--- Begin Exercise materials ---

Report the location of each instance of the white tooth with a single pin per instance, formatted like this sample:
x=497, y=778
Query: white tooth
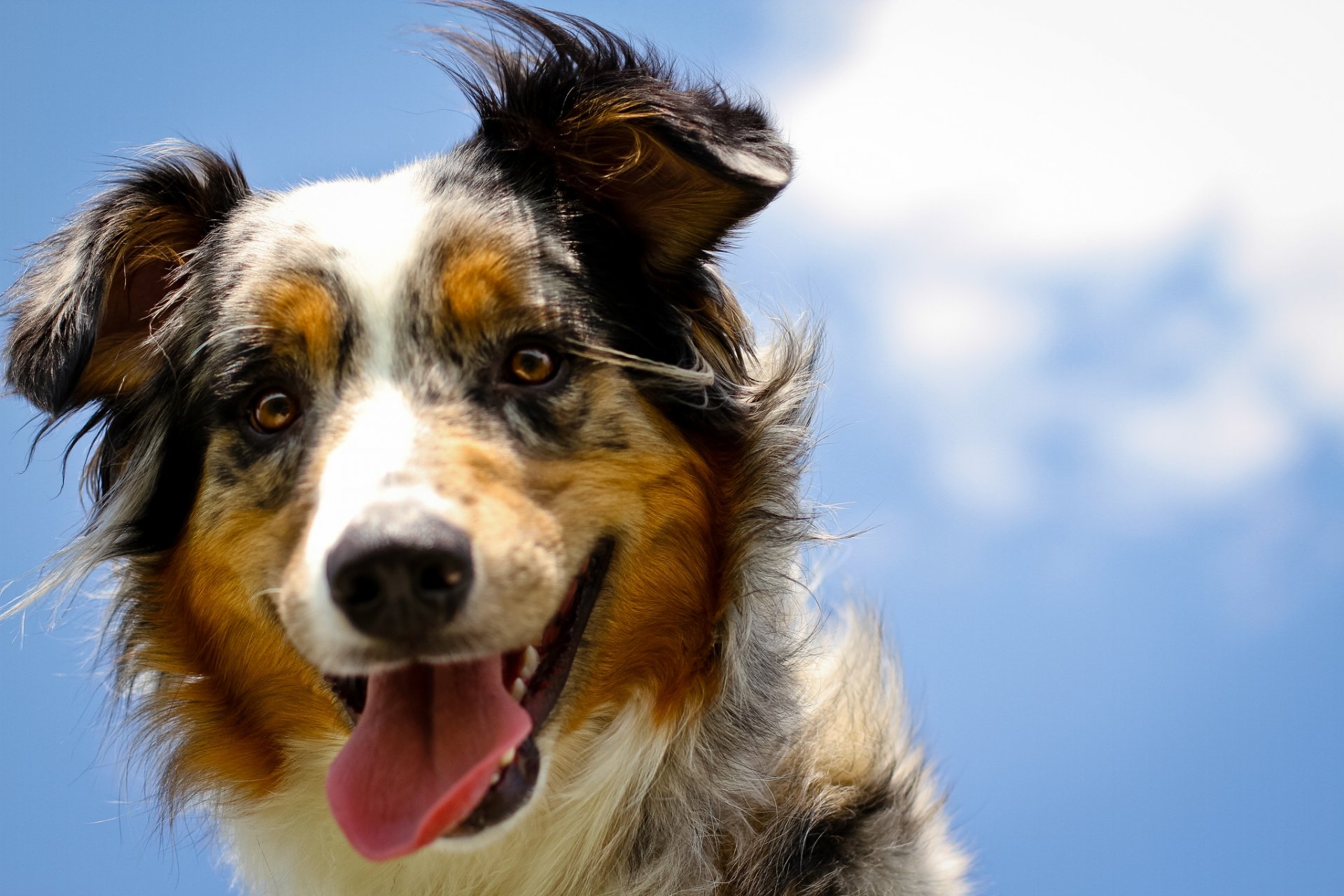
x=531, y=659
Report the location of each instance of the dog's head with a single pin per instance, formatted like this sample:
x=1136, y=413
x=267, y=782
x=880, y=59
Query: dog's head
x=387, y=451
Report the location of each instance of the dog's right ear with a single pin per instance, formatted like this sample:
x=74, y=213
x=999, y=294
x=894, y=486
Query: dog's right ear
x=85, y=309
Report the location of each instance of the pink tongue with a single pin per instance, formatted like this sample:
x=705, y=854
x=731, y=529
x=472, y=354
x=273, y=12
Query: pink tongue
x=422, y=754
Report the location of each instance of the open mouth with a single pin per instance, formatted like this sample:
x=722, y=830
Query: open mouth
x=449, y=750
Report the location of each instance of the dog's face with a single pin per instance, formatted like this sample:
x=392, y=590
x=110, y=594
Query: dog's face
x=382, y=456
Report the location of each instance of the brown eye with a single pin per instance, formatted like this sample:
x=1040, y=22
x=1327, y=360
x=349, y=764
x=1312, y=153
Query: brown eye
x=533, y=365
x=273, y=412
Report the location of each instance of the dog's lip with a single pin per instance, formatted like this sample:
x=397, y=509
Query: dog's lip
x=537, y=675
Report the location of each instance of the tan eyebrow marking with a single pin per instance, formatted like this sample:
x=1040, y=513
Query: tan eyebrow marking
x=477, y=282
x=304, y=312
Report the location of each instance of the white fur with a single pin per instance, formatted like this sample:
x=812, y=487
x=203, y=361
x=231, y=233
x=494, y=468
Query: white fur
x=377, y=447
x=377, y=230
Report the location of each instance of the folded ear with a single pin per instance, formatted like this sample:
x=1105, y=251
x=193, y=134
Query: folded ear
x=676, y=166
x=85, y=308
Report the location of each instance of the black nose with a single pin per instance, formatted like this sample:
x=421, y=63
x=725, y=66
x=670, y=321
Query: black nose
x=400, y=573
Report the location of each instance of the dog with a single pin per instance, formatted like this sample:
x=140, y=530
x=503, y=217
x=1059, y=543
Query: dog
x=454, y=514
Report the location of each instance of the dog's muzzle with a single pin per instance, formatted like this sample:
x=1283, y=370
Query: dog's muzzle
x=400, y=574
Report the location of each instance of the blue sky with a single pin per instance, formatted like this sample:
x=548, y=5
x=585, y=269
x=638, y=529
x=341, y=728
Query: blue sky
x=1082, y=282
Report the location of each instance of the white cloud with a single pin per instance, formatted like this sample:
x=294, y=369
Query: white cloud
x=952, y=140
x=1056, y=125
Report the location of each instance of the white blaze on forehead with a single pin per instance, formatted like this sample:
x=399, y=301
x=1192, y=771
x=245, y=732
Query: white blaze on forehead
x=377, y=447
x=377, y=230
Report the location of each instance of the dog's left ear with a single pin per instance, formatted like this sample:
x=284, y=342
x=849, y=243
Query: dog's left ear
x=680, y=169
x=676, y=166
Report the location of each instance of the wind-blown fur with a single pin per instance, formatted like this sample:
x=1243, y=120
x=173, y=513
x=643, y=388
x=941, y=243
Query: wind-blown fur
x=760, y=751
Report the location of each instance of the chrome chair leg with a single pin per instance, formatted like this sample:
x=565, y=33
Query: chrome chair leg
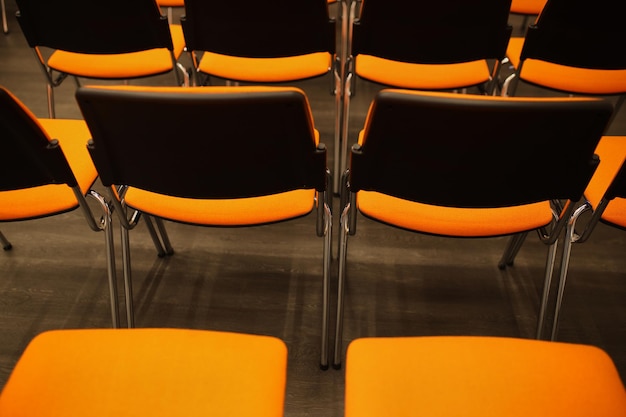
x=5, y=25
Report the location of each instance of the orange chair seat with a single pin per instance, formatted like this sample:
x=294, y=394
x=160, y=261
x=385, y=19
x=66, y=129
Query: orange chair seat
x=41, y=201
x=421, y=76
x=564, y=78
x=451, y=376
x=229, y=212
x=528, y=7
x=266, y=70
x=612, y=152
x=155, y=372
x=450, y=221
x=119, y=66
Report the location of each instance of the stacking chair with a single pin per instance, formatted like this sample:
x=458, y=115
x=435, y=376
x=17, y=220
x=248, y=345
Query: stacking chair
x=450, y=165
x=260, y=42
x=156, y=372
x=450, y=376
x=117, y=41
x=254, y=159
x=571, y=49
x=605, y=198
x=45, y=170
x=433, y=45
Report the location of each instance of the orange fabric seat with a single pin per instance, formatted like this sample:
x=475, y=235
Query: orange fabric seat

--- End Exercise materials ---

• Stated task:
Set down every one of the records above word for word, leaving the pictures out of your copy.

• Output for this exercise:
Report the location of each instance of the white tooth with a single pin per instance, formatted like this sample:
x=497, y=778
Query: white tooth
x=531, y=659
Report the location of each instance of the dog's head with a single pin per instance, formatted like this sample:
x=1136, y=413
x=267, y=782
x=880, y=59
Query: dog's head
x=387, y=451
Report the location of each instance of the dog's right ear with a single pin per instance, formatted like this sample:
x=74, y=213
x=999, y=294
x=894, y=486
Query: dog's right ear
x=85, y=309
Report the location of each instance of the pink tongue with a single pin per instance, formatted like this sample:
x=705, y=854
x=731, y=529
x=472, y=354
x=273, y=12
Query: pink tongue
x=422, y=754
Report the location of each instance of the open mouth with a single pin per instance, formatted like this sample:
x=722, y=830
Query: open mouth
x=449, y=750
Report the location of each instance of the dog's face with a single pin per instance, formatted like this sample:
x=392, y=590
x=110, y=594
Query: dog's face
x=382, y=456
Report the location of each instance of the brown eye with a single pin per instance, formatted like this sample:
x=1040, y=22
x=1327, y=360
x=349, y=764
x=1312, y=153
Query: brown eye
x=533, y=365
x=273, y=412
Report the location of each instance of the dog's lip with a single pin per instance, formatted like this sample:
x=397, y=509
Query: dog's lip
x=537, y=675
Report the location of each instance of the tan eyebrow marking with a single pin per instance, formatted like this sample:
x=1040, y=513
Query: tan eyebrow marking
x=477, y=282
x=304, y=312
Report the location of each instance of the white fur with a single pin per instance, formatted like this sample:
x=812, y=487
x=203, y=361
x=231, y=233
x=494, y=468
Query: white fur
x=377, y=447
x=377, y=230
Report the location of each instance of the folded ear with a single pin per instance, formatted like this sample:
x=1105, y=251
x=193, y=134
Query: folded ear
x=676, y=166
x=85, y=308
Report the location of each instance of the black nose with a single pin per instance, formatted like this sample:
x=421, y=63
x=725, y=66
x=670, y=321
Query: black nose
x=400, y=573
Report the location of each instance of the dog with a single pin per instance, formatted like this sample:
x=140, y=530
x=503, y=217
x=1059, y=543
Query: dog
x=454, y=514
Report the location of each instance of the dog's muzzle with a single pin per instance, formatted like this sample:
x=1283, y=370
Query: dog's muzzle
x=400, y=574
Report the location of each instance of the blue sky with a single pin per instance, formatted like this sample:
x=548, y=5
x=585, y=269
x=638, y=529
x=341, y=728
Query: blue sky
x=1082, y=282
Report the location of each instance of the white cloud with a single pin per instance, formatted like this sample:
x=294, y=369
Query: white cloud
x=952, y=140
x=1056, y=125
Report the location of each instance of the white blaze on forehead with a single pin per instance, formatted like this sample:
x=399, y=301
x=1192, y=771
x=245, y=732
Query: white blaze on forehead
x=377, y=447
x=377, y=230
Report the location of each instance of the dog's left ear with a single pin per instance, formatted like this sample:
x=284, y=342
x=849, y=243
Query: dog's left ear
x=680, y=169
x=676, y=166
Report the location of each instance of the wind-blown fur with a single pin per instance, formatted like this sample:
x=1243, y=120
x=173, y=513
x=643, y=388
x=941, y=243
Query: wind-blown fur
x=760, y=751
Report the location of each instance of the chrome chair leg with a single pin per instance, formatted like this sample:
x=565, y=33
Query: chrome chair leg
x=5, y=25
Report the location of each instance of the orange chair seat with a single pin per instance, formatted like this sample:
x=294, y=394
x=160, y=261
x=385, y=19
x=66, y=129
Query: orange chair seat
x=41, y=201
x=421, y=76
x=564, y=78
x=451, y=376
x=229, y=212
x=528, y=7
x=266, y=70
x=612, y=152
x=155, y=372
x=450, y=221
x=119, y=66
Report the location of each instance of the stacking chair with a single pin per instance, formatted like this sample:
x=458, y=115
x=435, y=376
x=17, y=220
x=248, y=345
Query: stacking chair
x=450, y=165
x=260, y=42
x=156, y=372
x=450, y=376
x=117, y=41
x=254, y=159
x=571, y=49
x=605, y=198
x=45, y=170
x=433, y=45
Report the location of each instance of the orange fabric seat with a single pin per instance, formatted like this sample:
x=475, y=235
Query: orange fabric seat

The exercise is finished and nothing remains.